- [TASK STATEMENT] Can you copy every one of the entries below character for character, leaving out the pictures?
— begin DATA LINES —
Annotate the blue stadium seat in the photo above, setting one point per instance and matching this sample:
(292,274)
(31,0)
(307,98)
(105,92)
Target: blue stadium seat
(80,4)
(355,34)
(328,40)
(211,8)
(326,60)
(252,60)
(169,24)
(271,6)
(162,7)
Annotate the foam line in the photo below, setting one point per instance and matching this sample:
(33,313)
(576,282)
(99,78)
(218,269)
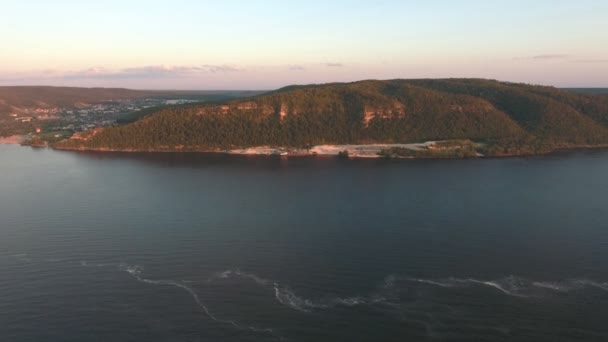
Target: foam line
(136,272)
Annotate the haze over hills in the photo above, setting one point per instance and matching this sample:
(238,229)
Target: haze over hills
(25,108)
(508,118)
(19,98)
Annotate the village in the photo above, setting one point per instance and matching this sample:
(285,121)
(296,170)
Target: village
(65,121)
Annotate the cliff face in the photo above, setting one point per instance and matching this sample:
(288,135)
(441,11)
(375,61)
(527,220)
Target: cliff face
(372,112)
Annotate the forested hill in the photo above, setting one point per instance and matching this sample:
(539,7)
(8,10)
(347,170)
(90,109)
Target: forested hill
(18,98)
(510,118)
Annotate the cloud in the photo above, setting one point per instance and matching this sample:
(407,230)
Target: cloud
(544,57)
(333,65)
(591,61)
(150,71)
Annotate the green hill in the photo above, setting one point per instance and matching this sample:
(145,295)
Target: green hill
— end DATA LINES —
- [TASK RESPONSE]
Annotate the blue stadium seat in the photo above, setting one point per instance and matching this sample:
(292,274)
(31,0)
(307,98)
(105,92)
Target: blue stadium seat
(80,4)
(355,34)
(328,40)
(211,8)
(326,60)
(252,60)
(169,24)
(271,6)
(162,7)
Annotate the foam line in the photo below, setting one point per instance and matching this sample:
(33,313)
(576,282)
(99,78)
(218,269)
Target: foam line
(136,272)
Annotate the haze over hills in the photo above, setting one point per instance and matching this sample:
(238,229)
Target: haze over hills
(25,108)
(508,118)
(19,98)
Annotate the village in the photo above, setting one point per instance and matching this sample:
(285,121)
(296,170)
Target: village
(65,121)
Annotate the cliff face in the photo above, setting one point per instance and matching this sample:
(288,135)
(441,11)
(375,61)
(527,220)
Target: cliff face
(372,112)
Annotate the forested hill in the photo above, setting one point per instance and matching this sample:
(539,7)
(8,10)
(347,170)
(90,109)
Target: forested hill
(18,98)
(510,118)
Annotate the cloud in the photo above, setting one point per instance and matching this sample:
(407,230)
Target: cloud
(544,57)
(333,65)
(591,61)
(150,71)
Annotate the green hill in the photo above, setting one point per instance and matching this sample:
(145,295)
Target: green hill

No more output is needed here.